** Opening DATA SUPPLIED block **

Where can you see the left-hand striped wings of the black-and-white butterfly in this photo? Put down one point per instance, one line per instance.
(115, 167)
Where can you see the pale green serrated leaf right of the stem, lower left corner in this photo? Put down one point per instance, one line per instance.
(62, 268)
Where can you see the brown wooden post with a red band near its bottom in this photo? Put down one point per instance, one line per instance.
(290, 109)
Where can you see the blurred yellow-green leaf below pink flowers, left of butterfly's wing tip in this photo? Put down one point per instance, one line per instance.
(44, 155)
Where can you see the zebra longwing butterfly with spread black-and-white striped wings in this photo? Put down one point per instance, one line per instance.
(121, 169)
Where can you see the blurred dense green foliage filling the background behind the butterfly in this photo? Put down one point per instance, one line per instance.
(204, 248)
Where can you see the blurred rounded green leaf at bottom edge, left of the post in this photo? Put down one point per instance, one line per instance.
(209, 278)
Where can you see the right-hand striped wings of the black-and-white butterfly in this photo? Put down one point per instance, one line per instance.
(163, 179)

** Closing DATA SUPPLIED block **
** Opening DATA SUPPLIED block **

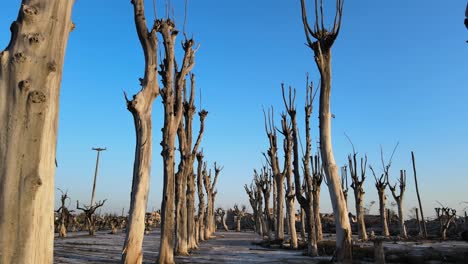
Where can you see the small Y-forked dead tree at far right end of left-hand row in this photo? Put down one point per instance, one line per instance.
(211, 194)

** Closing DATA SUPPLIED block **
** Opening DATA SUPPLIED block **

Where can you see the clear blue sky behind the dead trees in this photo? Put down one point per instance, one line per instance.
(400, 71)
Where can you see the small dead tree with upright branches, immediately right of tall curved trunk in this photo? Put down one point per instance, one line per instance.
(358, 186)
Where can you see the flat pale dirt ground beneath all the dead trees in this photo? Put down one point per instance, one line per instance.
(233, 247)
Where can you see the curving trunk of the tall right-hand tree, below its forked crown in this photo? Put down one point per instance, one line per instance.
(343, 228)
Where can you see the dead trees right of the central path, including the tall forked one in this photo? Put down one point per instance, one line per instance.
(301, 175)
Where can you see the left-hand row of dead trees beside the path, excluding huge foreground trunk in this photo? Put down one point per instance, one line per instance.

** Closing DATA SUPPLIED block **

REQUIRED ACTION: Using the entries above, return exactly the lines from the line with "Where can you see the small dead" to the line with "Where can you see the left-hand row", counting both of those lines.

EXERCISE RESPONSE:
Where can you see the small dead tree with upright branches, immediately right of tall curved trunk in this photo? Put down one point per instance, one line per instance.
(358, 186)
Where can you see the flat pale dirt ground beneath all the dead trees in this photo? Put down one point per instance, one line per instance.
(233, 247)
Where can you see the curving trunk of the tall right-hand tree, below its forked crown in this photo? Put down one point per instance, one line per instance.
(343, 228)
Where can you see the dead trees right of the central path, including the tall forked one in this photo? Put down one point per instance, one line per instance.
(301, 175)
Where can you see the left-hand row of dead trees beside the path, excluding huge foreground trunk in this photo? Put down one point per instance, one line per instance.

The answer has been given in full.